## Extrait fourni
-.-.-
L’affaire Engler est clairement politisée. Selon Alex Tyrrell, chef du Parti vert du Québec, la police avait initialement classé l’affaire sans suite, avant que Neil Oberman, candidat conservateur, n’intervienne pour faire pression sur les autorités afin qu’elles déposent des accusations.

Oberman, qui a déjà échoué dans sa tentative judiciaire pour démanteler l’encampement pro-palestinien de McGill, tente maintenant d’utiliser le système judiciaire comme une arme contre les militants. L’emprisonnement d’Engler pendant cinq jours avec menottes et entraves aux pieds pour une série de tweets relève de la persécution politique, et non de la justice.

Pour conclure, TVA a la responsabilité de rapporter les faits de manière juste et équilibrée, surtout lorsqu’il s’agit d’une affaire ayant des implications graves pour la liberté de la presse et la répression politique.

Cet article échoue sur plusieurs points :

  1. Effacer les qualifications d’Engler en tant qu’auteur et historien, en le réduisant à un simple « agitateur ».
-.-.-
## Données fournies
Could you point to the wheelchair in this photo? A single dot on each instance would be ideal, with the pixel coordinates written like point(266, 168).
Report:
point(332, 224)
-.-.-
## Consigne de l'exercice A
Relevez toutes les personnes désignées par leur nom dans le passage sur l'affaire Engler.
## Consigne de l'exercice B
Citez le passage sur l'affaire Engler en reprenant tout ce qui va de « Oberman, qui a » jusqu'à « de la justice. » inclus.

## Réponse rédigée A
Engler, Alex Tyrrell, Neil Oberman

## Réponse rédigée B
Oberman, qui a déjà échoué dans sa tentative judiciaire pour démanteler l’encampement pro-palestinien de McGill, tente maintenant d’utiliser le système judiciaire comme une arme contre les militants. L’emprisonnement d’Engler pendant cinq jours avec menottes et entraves aux pieds pour une série de tweets relève de la persécution politique, et non de la justice.